▶ [Problem] Copy out every line in the listing below that contains the string "glass", matching case exactly.

Data records
━━━━━━━━━━━━━━━━━━━━
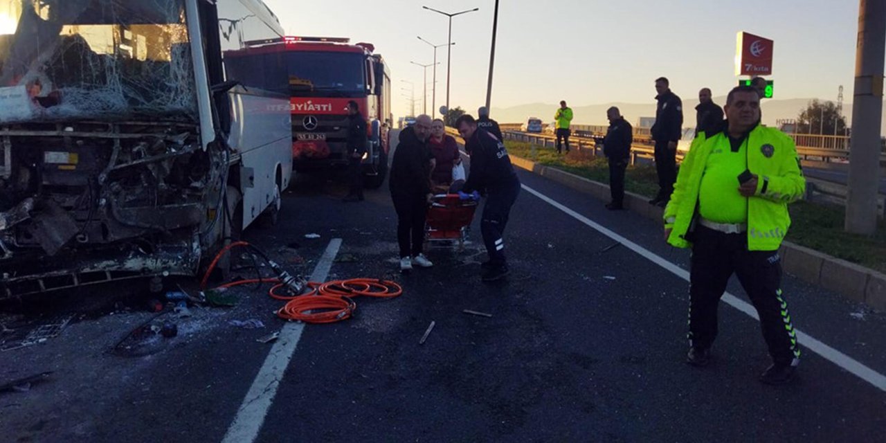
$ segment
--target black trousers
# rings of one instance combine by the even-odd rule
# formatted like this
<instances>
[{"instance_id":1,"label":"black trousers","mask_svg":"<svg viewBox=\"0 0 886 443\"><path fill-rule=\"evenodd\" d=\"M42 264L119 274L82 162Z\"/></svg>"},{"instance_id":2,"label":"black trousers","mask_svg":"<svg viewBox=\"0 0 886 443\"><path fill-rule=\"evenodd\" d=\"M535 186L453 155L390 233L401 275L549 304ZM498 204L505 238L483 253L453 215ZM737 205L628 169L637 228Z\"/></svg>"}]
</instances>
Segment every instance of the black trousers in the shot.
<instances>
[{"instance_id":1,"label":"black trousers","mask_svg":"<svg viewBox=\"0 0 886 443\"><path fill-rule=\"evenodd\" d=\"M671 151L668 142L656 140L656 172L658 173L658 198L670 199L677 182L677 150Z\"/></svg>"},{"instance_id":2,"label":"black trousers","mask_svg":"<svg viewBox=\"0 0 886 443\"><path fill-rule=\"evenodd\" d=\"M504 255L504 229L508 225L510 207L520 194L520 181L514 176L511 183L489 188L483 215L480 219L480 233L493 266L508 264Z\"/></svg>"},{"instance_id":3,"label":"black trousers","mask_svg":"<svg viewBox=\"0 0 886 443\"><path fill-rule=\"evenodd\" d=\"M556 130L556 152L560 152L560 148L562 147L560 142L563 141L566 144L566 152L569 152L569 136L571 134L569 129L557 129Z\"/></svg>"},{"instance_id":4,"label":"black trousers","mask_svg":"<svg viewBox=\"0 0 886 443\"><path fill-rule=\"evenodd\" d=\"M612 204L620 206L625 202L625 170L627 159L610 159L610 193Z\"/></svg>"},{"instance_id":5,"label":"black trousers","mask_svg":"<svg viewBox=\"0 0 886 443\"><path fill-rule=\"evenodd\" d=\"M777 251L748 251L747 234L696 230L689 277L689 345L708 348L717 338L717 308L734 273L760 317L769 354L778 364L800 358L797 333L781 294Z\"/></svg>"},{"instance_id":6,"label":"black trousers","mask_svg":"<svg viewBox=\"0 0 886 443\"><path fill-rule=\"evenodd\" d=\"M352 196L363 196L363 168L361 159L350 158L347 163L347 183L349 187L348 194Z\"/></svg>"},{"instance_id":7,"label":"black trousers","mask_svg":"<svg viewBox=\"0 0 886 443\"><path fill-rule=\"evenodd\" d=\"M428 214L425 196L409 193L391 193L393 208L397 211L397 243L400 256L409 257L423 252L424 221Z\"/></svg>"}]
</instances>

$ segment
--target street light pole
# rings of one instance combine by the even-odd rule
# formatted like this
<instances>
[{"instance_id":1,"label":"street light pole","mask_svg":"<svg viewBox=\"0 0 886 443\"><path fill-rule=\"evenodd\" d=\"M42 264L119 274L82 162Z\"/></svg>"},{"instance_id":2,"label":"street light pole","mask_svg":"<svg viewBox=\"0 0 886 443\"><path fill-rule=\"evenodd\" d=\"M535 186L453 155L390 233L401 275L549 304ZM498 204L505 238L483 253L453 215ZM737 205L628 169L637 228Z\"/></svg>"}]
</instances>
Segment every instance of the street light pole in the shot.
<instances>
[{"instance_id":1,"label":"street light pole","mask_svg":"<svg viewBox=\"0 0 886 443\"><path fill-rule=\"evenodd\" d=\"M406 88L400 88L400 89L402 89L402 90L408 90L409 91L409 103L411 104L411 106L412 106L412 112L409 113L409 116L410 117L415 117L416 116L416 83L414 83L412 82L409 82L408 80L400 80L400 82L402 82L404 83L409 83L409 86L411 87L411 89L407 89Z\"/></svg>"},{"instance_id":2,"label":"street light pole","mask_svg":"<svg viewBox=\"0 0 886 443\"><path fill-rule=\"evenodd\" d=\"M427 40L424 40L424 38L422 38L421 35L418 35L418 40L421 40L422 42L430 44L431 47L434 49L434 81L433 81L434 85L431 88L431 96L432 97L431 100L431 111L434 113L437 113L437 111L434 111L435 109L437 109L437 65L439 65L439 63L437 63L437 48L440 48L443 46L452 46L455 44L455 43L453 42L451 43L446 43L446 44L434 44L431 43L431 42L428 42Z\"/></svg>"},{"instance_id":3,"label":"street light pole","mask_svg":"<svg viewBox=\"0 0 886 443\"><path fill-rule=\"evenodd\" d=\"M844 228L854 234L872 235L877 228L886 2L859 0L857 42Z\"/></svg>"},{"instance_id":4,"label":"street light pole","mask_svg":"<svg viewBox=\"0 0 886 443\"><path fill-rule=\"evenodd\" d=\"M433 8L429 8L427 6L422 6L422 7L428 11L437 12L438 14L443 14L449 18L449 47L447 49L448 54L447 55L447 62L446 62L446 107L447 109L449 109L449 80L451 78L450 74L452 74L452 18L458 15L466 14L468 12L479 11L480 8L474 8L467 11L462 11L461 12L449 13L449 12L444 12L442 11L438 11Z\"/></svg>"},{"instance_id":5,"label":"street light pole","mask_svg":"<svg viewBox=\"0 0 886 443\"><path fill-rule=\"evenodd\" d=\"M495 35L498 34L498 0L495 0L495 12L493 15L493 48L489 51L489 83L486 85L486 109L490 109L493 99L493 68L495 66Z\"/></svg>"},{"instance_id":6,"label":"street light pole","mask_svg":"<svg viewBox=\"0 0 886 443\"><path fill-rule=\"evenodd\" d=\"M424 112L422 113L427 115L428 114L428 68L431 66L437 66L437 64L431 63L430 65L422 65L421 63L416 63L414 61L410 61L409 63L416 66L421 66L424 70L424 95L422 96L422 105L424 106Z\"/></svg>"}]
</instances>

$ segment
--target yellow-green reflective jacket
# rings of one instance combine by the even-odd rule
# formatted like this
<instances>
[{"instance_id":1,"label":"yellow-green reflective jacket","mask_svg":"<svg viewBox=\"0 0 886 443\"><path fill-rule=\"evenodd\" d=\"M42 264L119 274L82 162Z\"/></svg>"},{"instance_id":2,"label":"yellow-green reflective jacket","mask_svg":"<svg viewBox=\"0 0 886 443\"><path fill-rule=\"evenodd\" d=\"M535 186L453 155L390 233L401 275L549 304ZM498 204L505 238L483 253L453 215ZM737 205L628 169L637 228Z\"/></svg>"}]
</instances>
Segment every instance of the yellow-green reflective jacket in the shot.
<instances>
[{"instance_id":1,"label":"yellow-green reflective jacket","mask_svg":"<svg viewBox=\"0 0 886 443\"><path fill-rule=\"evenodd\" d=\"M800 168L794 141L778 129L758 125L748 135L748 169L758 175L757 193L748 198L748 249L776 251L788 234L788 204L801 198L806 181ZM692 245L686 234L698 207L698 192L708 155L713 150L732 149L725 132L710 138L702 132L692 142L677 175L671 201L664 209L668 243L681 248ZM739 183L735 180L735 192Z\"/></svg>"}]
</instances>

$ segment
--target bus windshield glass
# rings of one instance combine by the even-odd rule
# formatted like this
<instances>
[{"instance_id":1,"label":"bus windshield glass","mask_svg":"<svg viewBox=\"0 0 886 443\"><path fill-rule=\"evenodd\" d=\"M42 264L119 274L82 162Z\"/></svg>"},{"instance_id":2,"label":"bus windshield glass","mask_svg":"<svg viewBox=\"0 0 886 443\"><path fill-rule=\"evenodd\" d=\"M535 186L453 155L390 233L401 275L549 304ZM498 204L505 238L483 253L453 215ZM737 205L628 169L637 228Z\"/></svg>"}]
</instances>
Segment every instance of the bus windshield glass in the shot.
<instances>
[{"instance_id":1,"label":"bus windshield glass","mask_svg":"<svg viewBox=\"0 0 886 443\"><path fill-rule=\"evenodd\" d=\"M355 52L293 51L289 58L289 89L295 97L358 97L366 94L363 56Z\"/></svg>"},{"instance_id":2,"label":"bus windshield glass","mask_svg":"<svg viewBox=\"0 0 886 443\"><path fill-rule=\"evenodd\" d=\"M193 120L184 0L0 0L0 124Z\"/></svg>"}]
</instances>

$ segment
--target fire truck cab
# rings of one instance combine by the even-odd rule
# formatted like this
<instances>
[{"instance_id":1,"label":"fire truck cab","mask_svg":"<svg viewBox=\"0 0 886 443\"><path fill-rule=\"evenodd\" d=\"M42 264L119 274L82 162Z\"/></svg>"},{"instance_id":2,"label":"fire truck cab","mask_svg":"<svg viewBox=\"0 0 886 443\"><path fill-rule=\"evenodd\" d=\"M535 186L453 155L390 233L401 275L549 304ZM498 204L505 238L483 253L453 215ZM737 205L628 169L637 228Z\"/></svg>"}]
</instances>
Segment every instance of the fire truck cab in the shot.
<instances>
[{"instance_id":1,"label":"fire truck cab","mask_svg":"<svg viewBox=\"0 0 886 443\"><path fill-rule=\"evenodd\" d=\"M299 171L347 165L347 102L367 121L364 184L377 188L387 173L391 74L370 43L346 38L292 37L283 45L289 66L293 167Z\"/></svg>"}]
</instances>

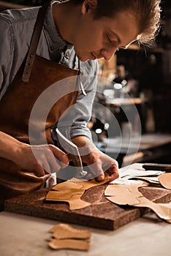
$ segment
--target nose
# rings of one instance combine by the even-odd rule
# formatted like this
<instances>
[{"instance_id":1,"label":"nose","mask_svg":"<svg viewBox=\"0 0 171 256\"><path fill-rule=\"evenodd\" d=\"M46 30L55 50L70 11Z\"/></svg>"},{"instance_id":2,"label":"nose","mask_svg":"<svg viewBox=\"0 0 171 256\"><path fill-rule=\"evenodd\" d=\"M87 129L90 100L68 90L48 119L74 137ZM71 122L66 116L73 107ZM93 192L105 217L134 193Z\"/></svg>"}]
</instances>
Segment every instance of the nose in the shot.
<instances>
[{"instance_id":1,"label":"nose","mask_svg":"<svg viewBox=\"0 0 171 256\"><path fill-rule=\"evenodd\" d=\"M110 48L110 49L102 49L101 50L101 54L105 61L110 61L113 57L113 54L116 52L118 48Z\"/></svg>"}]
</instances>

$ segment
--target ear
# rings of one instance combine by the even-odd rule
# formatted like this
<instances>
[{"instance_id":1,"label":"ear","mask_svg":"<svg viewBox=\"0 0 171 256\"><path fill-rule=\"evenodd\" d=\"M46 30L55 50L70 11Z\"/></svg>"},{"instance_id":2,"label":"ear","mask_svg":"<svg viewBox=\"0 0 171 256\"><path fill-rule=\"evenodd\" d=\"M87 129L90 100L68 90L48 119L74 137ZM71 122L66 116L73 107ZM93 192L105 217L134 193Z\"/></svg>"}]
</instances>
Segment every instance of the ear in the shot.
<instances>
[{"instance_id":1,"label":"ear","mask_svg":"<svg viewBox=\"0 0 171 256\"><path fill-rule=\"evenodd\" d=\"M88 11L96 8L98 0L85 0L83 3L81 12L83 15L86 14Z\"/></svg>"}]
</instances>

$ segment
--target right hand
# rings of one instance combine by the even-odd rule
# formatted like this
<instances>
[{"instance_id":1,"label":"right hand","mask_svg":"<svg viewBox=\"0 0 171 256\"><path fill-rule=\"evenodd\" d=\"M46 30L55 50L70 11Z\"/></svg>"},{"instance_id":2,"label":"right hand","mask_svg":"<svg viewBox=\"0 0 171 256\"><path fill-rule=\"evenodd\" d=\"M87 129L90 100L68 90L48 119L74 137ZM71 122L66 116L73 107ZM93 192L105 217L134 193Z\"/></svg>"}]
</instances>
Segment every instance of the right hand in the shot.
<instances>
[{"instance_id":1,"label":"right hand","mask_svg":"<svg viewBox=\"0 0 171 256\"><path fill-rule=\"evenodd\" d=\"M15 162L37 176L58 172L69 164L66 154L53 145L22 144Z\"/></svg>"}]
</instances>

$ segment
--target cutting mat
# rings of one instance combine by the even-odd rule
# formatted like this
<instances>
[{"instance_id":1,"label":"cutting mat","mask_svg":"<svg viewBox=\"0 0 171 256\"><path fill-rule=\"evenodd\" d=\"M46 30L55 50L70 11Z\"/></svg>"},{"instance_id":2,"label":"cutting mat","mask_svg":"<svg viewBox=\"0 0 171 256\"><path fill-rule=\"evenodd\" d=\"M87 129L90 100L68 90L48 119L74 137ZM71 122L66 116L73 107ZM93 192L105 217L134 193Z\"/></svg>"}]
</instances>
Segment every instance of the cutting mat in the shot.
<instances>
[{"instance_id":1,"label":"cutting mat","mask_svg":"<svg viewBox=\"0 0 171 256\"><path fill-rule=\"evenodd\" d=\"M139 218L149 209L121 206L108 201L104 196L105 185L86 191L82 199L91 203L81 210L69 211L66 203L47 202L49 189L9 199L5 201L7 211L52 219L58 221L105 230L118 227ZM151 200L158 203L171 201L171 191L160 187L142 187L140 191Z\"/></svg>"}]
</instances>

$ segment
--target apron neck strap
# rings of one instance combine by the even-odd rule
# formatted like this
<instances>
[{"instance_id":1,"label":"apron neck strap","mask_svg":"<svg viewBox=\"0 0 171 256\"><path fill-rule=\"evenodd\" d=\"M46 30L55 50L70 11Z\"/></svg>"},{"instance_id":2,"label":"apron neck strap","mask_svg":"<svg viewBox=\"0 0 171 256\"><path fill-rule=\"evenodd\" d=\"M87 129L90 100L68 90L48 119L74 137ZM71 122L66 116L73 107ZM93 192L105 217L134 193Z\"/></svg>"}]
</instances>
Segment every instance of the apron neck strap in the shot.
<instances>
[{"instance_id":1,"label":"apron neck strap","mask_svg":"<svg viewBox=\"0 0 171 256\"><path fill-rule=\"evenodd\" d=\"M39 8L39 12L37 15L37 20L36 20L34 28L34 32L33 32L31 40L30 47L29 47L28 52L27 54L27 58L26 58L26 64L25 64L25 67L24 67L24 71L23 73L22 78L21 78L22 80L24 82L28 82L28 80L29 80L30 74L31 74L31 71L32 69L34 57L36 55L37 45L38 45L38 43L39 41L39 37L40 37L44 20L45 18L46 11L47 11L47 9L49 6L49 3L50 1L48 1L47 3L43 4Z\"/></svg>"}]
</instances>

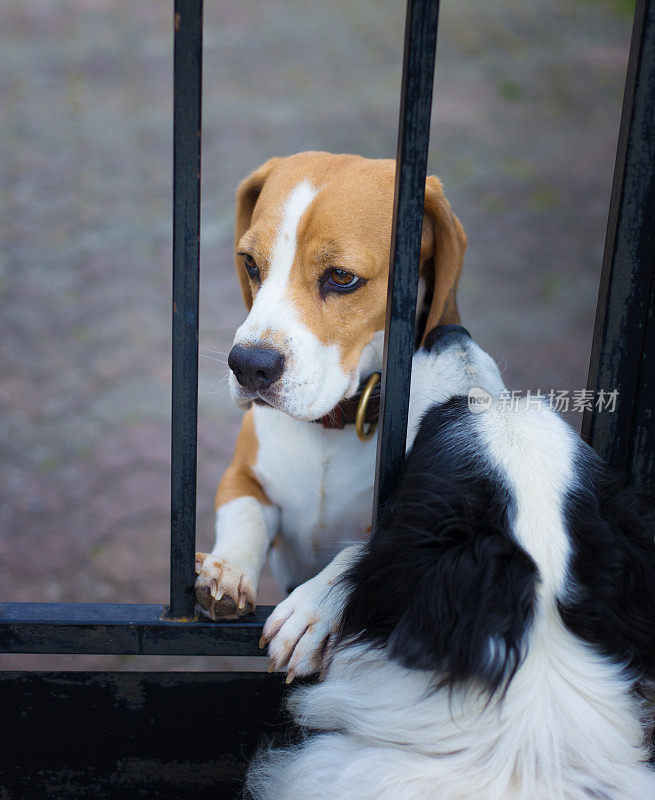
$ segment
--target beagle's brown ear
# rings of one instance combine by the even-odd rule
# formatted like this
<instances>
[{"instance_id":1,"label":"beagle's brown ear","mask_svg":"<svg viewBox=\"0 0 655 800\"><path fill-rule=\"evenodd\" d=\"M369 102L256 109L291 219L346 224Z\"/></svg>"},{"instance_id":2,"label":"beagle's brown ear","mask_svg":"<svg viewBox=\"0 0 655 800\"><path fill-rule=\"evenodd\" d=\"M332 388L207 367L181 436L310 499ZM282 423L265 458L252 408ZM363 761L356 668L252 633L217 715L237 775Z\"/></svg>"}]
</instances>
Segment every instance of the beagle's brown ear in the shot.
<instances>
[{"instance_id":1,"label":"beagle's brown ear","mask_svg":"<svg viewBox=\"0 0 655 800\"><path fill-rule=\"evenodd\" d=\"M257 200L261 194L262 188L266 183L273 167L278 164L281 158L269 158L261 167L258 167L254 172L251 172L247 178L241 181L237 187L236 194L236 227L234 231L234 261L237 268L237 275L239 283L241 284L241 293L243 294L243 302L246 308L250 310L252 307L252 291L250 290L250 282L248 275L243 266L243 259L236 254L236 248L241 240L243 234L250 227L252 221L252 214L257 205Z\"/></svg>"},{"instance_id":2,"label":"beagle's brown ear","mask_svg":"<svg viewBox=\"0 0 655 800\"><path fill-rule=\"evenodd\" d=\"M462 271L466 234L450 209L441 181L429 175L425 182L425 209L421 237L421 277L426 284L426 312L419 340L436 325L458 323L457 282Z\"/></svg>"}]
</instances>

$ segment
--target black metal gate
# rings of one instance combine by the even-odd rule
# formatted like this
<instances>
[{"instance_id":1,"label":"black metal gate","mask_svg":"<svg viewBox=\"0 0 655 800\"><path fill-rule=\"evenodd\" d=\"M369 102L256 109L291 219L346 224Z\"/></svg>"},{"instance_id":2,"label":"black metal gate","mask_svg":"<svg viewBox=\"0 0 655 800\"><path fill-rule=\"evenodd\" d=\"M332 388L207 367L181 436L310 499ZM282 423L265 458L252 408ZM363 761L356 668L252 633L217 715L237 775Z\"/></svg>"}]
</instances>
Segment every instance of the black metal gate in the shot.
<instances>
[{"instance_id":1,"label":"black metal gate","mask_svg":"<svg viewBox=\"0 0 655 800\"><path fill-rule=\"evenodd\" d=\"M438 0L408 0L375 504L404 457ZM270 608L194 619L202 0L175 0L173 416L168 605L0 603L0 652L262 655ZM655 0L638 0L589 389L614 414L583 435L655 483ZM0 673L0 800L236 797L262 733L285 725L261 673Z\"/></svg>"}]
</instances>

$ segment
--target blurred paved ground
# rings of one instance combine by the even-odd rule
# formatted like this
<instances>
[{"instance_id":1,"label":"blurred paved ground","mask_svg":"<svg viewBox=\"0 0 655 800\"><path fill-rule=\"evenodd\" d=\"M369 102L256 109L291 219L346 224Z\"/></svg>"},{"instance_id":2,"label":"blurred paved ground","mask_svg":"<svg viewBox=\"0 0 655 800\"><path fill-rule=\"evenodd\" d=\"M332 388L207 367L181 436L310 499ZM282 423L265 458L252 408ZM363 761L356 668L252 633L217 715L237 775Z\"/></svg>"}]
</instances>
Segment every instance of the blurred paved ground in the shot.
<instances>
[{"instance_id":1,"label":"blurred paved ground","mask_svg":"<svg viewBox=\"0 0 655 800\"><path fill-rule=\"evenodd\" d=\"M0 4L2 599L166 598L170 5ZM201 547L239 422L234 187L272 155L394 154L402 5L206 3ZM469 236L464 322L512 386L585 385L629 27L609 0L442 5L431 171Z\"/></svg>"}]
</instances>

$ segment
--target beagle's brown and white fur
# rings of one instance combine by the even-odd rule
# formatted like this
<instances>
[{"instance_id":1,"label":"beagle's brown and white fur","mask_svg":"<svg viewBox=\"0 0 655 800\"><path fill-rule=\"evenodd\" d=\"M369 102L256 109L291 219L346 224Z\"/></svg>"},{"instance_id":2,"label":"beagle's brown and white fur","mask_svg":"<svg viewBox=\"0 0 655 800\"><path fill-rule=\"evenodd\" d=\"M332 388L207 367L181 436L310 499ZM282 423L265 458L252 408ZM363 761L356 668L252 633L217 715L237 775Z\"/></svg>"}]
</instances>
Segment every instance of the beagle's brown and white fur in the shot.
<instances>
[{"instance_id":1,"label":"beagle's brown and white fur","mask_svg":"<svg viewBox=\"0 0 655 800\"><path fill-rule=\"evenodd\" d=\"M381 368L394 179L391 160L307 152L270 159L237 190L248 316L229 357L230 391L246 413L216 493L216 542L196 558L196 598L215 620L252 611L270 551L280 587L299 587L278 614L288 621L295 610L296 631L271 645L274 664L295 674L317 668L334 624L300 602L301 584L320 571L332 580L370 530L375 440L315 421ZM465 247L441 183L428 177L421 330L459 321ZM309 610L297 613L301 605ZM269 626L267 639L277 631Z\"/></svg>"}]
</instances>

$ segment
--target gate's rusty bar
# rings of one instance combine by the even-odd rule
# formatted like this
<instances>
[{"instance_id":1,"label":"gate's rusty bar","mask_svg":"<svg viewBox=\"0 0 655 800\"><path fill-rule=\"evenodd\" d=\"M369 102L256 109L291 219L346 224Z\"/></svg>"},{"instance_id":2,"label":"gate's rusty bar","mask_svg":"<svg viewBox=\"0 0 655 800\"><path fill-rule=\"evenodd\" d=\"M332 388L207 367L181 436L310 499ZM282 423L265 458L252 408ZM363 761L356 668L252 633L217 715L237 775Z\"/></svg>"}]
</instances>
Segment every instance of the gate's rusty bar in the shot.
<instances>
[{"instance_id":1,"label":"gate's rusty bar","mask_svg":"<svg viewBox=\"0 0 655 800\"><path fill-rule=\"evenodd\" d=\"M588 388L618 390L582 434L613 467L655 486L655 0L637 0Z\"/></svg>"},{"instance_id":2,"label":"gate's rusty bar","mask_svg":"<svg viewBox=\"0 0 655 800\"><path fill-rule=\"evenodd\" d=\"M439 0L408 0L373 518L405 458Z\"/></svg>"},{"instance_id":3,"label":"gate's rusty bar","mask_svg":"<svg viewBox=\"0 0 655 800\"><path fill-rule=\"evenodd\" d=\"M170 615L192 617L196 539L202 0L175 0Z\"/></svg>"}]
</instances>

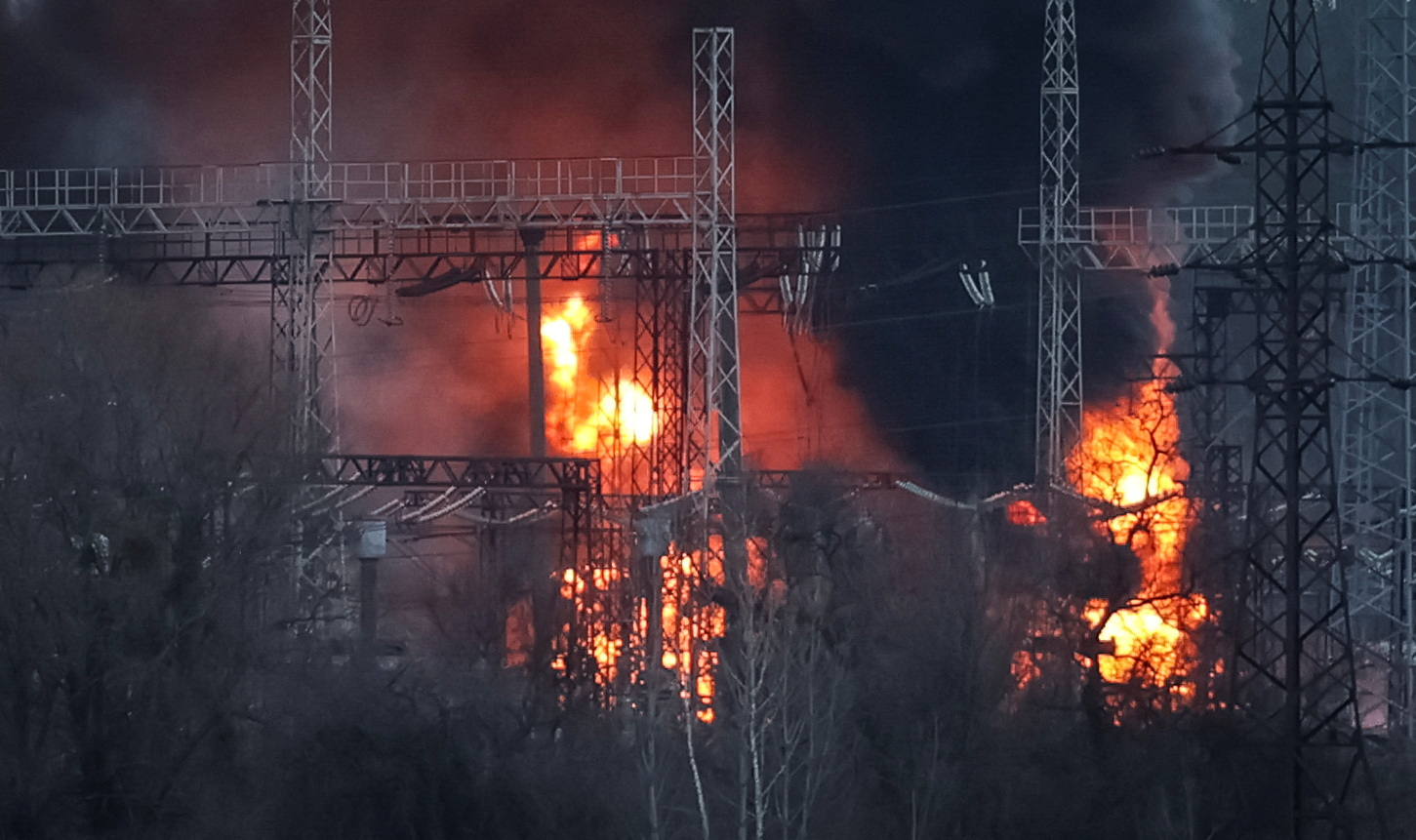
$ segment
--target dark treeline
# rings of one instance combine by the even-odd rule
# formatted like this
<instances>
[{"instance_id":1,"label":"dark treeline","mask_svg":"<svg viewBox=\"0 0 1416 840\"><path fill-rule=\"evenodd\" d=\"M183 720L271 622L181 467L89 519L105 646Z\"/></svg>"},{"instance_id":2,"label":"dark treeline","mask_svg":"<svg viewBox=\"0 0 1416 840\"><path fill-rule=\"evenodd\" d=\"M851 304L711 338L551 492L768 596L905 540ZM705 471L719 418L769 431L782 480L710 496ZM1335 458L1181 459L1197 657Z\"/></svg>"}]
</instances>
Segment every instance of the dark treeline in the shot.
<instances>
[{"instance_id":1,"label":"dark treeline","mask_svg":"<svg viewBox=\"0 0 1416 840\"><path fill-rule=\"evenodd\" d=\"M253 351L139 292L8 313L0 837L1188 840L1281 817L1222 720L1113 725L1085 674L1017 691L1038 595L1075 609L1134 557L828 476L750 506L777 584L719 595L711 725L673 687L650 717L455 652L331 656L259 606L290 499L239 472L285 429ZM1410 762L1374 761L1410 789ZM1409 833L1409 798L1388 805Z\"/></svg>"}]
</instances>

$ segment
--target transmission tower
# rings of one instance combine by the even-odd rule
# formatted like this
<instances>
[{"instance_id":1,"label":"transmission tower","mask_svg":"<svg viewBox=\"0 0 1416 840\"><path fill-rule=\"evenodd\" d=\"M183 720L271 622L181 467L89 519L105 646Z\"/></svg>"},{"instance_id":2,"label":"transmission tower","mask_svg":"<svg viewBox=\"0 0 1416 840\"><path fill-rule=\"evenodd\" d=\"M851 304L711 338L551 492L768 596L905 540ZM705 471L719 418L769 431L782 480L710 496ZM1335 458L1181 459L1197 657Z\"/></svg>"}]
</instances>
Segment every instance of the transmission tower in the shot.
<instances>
━━━━━━━━━━━━━━━━━━━━
▶ [Solution for this exercise]
--target bus windshield glass
[{"instance_id":1,"label":"bus windshield glass","mask_svg":"<svg viewBox=\"0 0 886 443\"><path fill-rule=\"evenodd\" d=\"M42 264L119 274L82 162Z\"/></svg>"},{"instance_id":2,"label":"bus windshield glass","mask_svg":"<svg viewBox=\"0 0 886 443\"><path fill-rule=\"evenodd\" d=\"M535 186L453 155L390 233L401 275L549 304ZM498 204L505 238L483 253L453 215ZM737 205L628 169L637 228Z\"/></svg>"}]
Segment every instance of the bus windshield glass in the shot.
[{"instance_id":1,"label":"bus windshield glass","mask_svg":"<svg viewBox=\"0 0 886 443\"><path fill-rule=\"evenodd\" d=\"M355 52L293 51L289 58L289 89L295 97L358 97L366 94L363 56Z\"/></svg>"},{"instance_id":2,"label":"bus windshield glass","mask_svg":"<svg viewBox=\"0 0 886 443\"><path fill-rule=\"evenodd\" d=\"M193 120L184 0L0 0L0 124Z\"/></svg>"}]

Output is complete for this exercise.